■ **Aim of the task**
Please reproduce the stretch of the listing from the line containing "Pin the sandal" through the end of the listing, writing out every line, but rescale each coordinate in the answer points by 0.75 and round to whole numbers, with halves rounded up. Leave all other numbers unchanged.

■ **Records to use**
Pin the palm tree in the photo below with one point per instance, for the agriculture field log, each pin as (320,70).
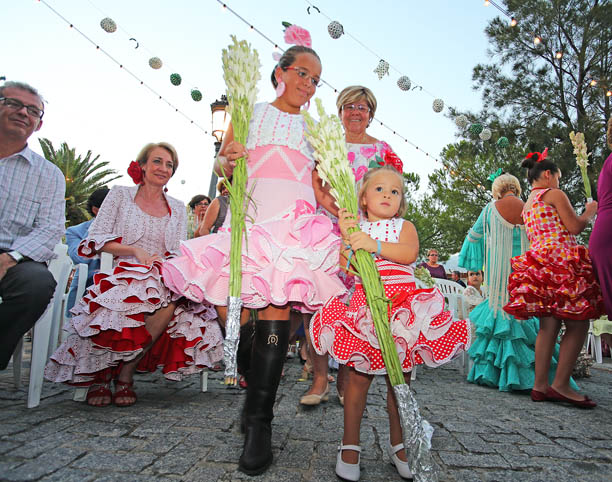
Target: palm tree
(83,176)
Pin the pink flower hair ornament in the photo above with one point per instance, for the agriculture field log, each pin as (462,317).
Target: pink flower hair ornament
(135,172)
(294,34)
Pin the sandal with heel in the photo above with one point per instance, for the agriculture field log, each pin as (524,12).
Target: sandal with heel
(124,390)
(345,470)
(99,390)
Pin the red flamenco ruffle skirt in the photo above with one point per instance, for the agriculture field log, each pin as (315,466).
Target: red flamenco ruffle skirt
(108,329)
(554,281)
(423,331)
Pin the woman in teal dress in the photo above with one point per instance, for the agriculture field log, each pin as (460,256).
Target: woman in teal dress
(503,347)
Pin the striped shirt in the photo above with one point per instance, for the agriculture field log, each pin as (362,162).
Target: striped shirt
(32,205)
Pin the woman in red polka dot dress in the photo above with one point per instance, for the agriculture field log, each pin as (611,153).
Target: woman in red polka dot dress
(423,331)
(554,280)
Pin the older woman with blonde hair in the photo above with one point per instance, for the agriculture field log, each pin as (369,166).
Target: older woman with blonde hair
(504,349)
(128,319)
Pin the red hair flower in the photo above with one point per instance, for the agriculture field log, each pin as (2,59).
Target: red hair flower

■ **Exercise response**
Pin the sandal with heel in the photo above with one point per instance, for the agriculture field log, each pin as (524,12).
Target: sandal with heel
(93,293)
(259,353)
(74,293)
Pin the red flamenco ruffle skirt in the photo above with one point per instance, for the agriculture field log, each pin as (315,466).
Target: red flamenco ruffle skirt
(81,247)
(416,211)
(317,248)
Pin the woman in teal dress in the photo above with one point per instance, for the agriculture field log, each pin as (460,256).
Target: woman in teal dress
(377,260)
Pin the striped shirt in the photo above with one point per instance, for the agriculture field log, each pin as (362,162).
Target: striped shirt
(24,154)
Pin the woman in red polka dot dress in the photo above with one point per instance, for the agriculture field log, each pin as (611,153).
Target: woman in red polka dot dress
(317,248)
(416,210)
Pin the older woman with blonde hair in the photo above with one point per instance, for the agriculture field log, each pin as (369,166).
Target: older woman with blonde hair
(378,262)
(96,239)
Pin the red hair flower in the photo above with one point per instance, for the agriculture field log, each pin as (2,59).
Target: red hair flower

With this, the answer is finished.